*To be done:*
Can you retype the lines below character for character?

*Data in this exercise:*
****

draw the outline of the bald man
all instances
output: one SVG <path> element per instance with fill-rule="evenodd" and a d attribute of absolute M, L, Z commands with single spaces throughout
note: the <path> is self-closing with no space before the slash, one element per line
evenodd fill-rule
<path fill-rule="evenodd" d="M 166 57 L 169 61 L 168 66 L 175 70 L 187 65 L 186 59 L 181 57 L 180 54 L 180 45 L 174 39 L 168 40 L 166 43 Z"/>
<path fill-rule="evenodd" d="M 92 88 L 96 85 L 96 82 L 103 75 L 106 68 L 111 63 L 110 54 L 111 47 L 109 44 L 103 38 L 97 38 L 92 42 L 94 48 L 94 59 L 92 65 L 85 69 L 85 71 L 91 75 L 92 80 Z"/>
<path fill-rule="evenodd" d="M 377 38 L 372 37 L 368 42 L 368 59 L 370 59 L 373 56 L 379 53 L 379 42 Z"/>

****

*Exercise solution:*
draw the outline of the bald man
all instances
output: one SVG <path> element per instance with fill-rule="evenodd" and a d attribute of absolute M, L, Z commands with single spaces throughout
note: the <path> is self-closing with no space before the slash, one element per line
evenodd fill-rule
<path fill-rule="evenodd" d="M 166 57 L 169 61 L 168 66 L 175 70 L 187 65 L 186 59 L 181 57 L 180 54 L 180 45 L 174 39 L 168 40 L 166 43 Z"/>
<path fill-rule="evenodd" d="M 92 88 L 96 85 L 96 82 L 103 75 L 106 68 L 111 63 L 110 54 L 111 47 L 109 44 L 103 38 L 97 38 L 92 42 L 94 48 L 94 59 L 92 65 L 85 69 L 85 71 L 91 75 L 92 80 Z"/>
<path fill-rule="evenodd" d="M 377 38 L 372 37 L 368 42 L 368 59 L 370 59 L 373 56 L 379 53 L 379 42 Z"/>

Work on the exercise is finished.